*WHAT IS EXPECTED:* Please report how many lines below contain "brass", writing nothing except the number.

★ ★ ★ ★ ★ ★ ★

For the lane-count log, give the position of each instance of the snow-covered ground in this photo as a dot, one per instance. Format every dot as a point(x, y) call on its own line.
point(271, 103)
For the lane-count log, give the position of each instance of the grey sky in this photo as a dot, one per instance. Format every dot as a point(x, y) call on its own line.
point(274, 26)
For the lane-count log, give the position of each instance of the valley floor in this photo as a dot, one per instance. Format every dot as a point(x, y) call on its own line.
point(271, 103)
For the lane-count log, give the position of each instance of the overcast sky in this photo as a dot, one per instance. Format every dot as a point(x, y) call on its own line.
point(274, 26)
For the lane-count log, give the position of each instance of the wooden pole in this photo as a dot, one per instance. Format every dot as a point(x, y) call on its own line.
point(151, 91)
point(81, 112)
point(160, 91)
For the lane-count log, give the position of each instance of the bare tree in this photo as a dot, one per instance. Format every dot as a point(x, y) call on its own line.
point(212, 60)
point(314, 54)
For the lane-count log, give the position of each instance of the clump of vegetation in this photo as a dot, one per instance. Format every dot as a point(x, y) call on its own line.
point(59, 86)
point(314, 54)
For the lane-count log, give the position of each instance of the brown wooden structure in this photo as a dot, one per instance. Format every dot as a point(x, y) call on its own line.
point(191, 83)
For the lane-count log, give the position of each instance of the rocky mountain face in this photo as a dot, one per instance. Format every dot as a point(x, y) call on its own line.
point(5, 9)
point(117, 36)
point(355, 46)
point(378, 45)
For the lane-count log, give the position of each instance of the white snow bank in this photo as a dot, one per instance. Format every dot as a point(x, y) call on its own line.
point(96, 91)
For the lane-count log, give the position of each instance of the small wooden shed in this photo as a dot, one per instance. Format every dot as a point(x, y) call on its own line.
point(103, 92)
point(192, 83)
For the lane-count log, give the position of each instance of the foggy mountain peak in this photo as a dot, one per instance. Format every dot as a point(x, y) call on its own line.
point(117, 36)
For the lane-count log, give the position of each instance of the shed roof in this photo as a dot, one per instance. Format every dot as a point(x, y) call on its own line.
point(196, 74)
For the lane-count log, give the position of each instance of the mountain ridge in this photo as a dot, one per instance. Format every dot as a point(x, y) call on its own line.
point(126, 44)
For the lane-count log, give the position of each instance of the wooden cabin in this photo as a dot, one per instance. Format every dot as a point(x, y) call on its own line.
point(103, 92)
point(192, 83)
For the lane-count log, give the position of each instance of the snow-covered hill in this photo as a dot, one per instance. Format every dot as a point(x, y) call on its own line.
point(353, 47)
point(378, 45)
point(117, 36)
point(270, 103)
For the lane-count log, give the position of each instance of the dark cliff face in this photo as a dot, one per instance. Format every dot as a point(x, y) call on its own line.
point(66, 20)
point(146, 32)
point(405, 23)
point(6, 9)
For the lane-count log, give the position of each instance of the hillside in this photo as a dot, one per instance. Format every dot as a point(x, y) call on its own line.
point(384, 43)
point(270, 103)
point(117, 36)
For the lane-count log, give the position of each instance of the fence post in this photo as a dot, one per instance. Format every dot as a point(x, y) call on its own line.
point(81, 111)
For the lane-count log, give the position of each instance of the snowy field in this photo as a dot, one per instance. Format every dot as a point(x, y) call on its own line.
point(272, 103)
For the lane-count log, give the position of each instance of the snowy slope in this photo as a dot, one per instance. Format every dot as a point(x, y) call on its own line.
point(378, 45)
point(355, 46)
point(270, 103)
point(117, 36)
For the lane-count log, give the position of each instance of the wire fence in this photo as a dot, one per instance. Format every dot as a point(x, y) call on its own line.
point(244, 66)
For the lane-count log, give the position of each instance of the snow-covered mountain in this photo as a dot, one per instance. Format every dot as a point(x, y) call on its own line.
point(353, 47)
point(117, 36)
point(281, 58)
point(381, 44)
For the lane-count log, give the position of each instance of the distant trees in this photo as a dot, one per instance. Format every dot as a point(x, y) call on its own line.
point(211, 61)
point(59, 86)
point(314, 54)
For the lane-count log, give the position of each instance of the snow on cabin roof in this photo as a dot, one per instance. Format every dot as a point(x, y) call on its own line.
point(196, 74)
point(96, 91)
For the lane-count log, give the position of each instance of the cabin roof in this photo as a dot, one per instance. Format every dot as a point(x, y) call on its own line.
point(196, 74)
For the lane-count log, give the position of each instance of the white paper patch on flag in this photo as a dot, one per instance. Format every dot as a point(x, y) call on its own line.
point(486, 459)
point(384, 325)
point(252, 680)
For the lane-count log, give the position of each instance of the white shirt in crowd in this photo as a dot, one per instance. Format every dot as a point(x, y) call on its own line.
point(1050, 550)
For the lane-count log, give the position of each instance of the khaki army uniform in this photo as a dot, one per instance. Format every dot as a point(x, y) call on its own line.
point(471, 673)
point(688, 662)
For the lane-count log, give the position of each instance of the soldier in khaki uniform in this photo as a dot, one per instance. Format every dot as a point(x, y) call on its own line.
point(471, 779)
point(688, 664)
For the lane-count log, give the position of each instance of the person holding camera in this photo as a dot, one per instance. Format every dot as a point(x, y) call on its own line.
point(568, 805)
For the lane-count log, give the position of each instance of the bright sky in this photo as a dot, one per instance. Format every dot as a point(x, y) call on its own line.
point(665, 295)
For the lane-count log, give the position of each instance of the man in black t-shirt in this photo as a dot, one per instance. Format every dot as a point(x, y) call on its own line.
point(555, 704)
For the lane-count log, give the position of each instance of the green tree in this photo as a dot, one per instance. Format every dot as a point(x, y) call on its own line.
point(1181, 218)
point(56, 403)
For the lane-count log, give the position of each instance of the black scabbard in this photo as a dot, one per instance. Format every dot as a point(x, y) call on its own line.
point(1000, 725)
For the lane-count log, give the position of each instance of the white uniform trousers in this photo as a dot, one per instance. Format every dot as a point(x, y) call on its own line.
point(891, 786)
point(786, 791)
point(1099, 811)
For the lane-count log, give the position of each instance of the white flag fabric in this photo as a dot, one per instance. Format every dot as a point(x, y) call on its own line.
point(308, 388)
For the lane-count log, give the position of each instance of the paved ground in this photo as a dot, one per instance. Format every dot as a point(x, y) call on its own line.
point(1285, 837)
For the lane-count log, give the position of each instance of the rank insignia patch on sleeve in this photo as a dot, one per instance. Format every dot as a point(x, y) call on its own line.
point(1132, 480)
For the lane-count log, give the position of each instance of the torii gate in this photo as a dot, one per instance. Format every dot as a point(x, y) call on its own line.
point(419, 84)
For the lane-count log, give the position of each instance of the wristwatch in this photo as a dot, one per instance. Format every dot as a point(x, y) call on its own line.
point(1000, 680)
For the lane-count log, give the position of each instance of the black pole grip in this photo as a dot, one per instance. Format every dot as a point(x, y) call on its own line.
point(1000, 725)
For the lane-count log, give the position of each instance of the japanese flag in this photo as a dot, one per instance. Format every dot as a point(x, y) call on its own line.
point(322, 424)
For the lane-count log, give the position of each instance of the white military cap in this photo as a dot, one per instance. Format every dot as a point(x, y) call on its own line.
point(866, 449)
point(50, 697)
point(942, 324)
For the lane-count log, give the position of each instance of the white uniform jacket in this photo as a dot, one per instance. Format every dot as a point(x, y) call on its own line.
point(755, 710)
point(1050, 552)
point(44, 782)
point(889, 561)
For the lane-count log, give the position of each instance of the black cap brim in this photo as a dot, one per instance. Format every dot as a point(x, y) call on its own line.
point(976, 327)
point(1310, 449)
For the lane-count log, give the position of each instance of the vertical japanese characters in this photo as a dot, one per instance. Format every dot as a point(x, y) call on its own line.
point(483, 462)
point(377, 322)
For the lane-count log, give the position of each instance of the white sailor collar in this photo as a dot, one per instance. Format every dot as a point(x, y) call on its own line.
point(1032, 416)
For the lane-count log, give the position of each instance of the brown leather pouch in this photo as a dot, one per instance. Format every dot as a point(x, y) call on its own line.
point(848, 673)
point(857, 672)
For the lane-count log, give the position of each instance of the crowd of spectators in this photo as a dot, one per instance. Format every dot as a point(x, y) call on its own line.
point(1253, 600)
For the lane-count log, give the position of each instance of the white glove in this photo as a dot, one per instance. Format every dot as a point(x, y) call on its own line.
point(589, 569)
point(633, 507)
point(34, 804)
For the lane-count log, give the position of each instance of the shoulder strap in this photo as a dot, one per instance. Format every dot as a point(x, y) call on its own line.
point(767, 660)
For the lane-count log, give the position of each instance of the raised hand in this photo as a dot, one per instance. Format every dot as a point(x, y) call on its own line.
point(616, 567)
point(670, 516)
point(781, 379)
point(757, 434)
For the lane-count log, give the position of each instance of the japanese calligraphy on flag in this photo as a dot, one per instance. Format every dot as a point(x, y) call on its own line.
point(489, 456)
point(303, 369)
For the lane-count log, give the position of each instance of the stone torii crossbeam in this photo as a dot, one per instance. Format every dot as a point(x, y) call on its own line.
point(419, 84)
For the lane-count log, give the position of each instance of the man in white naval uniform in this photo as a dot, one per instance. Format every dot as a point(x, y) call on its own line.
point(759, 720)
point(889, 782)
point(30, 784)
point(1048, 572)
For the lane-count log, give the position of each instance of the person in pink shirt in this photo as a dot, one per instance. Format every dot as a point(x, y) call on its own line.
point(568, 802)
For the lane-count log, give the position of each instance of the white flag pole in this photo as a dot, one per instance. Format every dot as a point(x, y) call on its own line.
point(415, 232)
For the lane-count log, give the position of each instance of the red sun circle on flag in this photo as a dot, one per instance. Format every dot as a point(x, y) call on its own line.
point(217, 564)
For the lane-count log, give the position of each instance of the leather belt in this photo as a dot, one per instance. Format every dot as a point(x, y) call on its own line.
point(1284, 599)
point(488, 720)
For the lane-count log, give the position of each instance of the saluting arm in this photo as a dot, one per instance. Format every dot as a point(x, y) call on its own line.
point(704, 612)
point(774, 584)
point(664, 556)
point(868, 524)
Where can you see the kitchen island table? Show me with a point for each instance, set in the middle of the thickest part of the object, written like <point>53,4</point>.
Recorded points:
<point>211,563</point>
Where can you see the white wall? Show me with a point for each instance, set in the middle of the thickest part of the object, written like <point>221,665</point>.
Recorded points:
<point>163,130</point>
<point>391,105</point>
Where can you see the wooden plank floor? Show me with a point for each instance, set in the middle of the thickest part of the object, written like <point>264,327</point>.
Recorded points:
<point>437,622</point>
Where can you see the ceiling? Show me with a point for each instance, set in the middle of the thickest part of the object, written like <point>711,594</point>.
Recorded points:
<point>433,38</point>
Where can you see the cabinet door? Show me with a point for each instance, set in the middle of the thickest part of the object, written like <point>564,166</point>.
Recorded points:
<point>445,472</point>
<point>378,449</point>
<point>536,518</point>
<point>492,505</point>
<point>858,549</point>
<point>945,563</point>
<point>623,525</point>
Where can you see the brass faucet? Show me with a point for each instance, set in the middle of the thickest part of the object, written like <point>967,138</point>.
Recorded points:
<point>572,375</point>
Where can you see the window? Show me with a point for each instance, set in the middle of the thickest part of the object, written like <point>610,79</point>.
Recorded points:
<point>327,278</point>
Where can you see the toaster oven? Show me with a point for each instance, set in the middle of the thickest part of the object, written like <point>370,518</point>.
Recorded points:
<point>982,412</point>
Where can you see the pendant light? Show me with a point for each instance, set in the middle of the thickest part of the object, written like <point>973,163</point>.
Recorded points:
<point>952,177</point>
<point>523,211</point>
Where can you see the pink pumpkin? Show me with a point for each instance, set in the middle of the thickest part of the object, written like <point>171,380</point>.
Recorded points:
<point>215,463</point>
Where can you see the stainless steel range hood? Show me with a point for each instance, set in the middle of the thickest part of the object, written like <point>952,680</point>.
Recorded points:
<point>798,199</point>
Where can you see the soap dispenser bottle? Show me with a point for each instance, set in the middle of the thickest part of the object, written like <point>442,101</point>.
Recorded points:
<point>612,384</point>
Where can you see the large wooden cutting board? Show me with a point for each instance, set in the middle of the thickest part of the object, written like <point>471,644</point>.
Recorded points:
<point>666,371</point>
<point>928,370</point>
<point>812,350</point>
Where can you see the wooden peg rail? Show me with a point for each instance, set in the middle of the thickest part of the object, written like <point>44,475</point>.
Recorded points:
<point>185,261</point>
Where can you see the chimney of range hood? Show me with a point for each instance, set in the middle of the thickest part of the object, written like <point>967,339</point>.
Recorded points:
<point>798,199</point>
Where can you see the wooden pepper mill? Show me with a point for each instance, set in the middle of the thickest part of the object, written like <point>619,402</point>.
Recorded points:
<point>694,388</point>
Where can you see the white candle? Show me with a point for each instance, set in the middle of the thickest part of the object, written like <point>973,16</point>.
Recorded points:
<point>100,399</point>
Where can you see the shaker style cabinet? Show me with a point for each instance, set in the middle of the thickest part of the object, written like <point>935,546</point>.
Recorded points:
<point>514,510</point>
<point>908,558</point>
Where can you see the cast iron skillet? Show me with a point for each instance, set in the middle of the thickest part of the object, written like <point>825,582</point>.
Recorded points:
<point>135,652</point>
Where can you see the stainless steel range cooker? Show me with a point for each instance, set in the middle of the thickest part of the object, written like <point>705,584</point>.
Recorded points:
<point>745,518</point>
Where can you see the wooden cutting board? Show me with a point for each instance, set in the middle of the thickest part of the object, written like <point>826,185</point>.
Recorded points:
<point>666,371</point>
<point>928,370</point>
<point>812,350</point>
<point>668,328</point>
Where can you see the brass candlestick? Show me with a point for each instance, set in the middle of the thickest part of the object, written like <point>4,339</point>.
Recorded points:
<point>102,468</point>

★ ★ ★ ★ ★ ★ ★

*COMPLETED EXERCISE:* 2